### CONSIGNE
Recopiez à l'identique, dans l'extrait relatif au différend entre Mme [D] et la société [M], le passage qui commence à « Par courrier du 13 » et s'achève à « fin juin 2018. ».

Cette promesse a été renouvelée le 23 juin 2017, la cession de parts portant désormais sur 1.000 parts. Un avenant de prorogation a été signé par M. [M] et Mme [D] le 8 janvier 2018.
Par courrier du 13 mars 2018, le conseil de Mme [D] a sollicité de l’employeur la somme de 626.975 euros au titre de l’intéressement pour l’année 2017.
Par courrier du 16 mars 2018, la société [M] a refusé cette demande.
Le 11 avril 2018, M. [M] et Mme [D] ont signé un protocole transactionnel prévoyant:
– d’une part, une promesse de cession de 532 parts sociales représentant 13,33% du capital social avec effet au 1er janvier 2018 moyennant 85.120 euros, les actes de cession devant être signés dans les 15 jours de la signature du protocole transactionnel,
– d’autre part, le versement par la société [M] de la somme de 359.618 euros au profit de la salariée et au titre des primes 2017, le règlement devant intervenir pour moitié fin mai 2018 et pour le reste fin juin 2018.
Malgré la poursuite des négociations entre les parties, aucun acte de cession de parts sociales n’a été signé. En revanche, la société [M] a versé à la salariée la prime 2017 stipulée dans le protocole transactionnel.
Par courrier du 29 novembre 2018, Mme [D] a notifié à l’employeur sa démission à compter du 31 décembre 2018.
Par courrier du 21 décembre 2018, Mme [D] a saisi la chambre départementale des notaires d’une demande de médiation, notamment au titre des rémunérations variables dues pour l’année 2018.
En 2019, Mme [D] a rejoint la société civile professionnelle de notaire Durand Des Aulnois.
Lors d’une réunion du 7 février 2019, la société [M] et Mme [D] ont refusé la proposition faite par le président de la chambre des notaires au titre de la médiation sollicitée par la salariée.
En vertu d’une ordonnance du juge de l’exécution du tribunal de grande instance de Paris en date du 12 mars 2019, Mme [D] a été autorisée à diligenter des saisies conservatoires de créances à l’égard de la société [M] à hauteur de la somme de 632.000 euros. Ces saisies ont été pratiquées au sein de quatre établissements bancaires à hauteur de la somme de 161.715,18 euros.

### DONNÉES ENREGISTRÉES
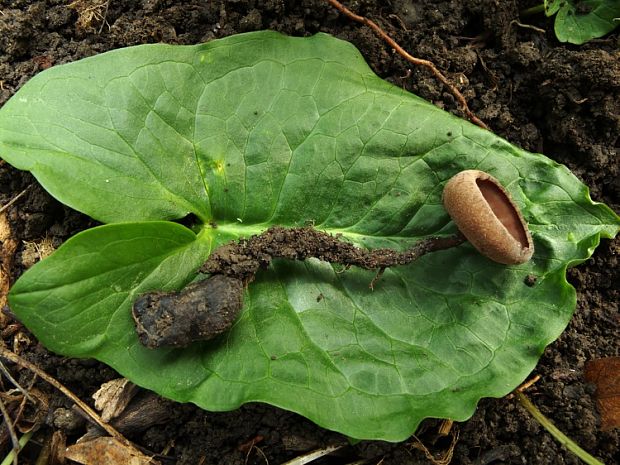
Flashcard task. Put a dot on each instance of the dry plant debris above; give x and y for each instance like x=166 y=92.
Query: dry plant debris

### RÉSULTAT OBTENU
Par courrier du 13 mars 2018, le conseil de Mme [D] a sollicité de l’employeur la somme de 626.975 euros au titre de l’intéressement pour l’année 2017.
Par courrier du 16 mars 2018, la société [M] a refusé cette demande.
Le 11 avril 2018, M. [M] et Mme [D] ont signé un protocole transactionnel prévoyant:
– d’une part, une promesse de cession de 532 parts sociales représentant 13,33% du capital social avec effet au 1er janvier 2018 moyennant 85.120 euros, les actes de cession devant être signés dans les 15 jours de la signature du protocole transactionnel,
– d’autre part, le versement par la société [M] de la somme de 359.618 euros au profit de la salariée et au titre des primes 2017, le règlement devant intervenir pour moitié fin mai 2018 et pour le reste fin juin 2018.